Leave out the pictures and give back all the entries exactly as written.

** SOURCE MATERIAL follows **

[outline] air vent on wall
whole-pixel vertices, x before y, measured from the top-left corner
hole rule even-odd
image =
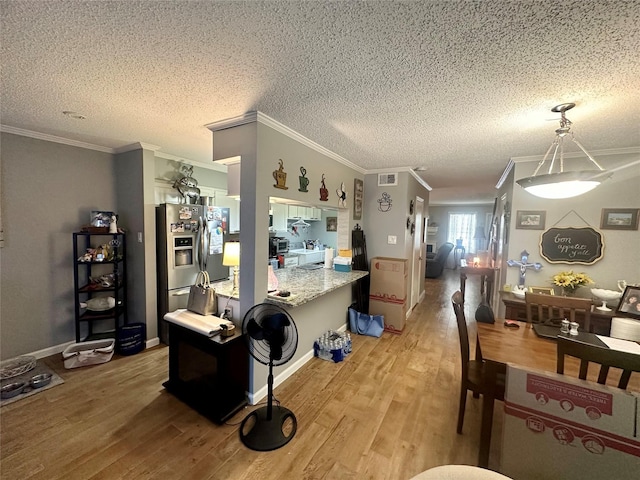
[[[379,173],[378,186],[388,187],[390,185],[398,185],[398,174],[397,173]]]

** End of SOURCE MATERIAL **

*OUTPUT BELOW*.
[outline] air vent on wall
whole-pixel vertices, x before y, measured from the top-left corner
hole rule even-odd
image =
[[[379,173],[378,186],[388,187],[390,185],[398,185],[398,174],[397,173]]]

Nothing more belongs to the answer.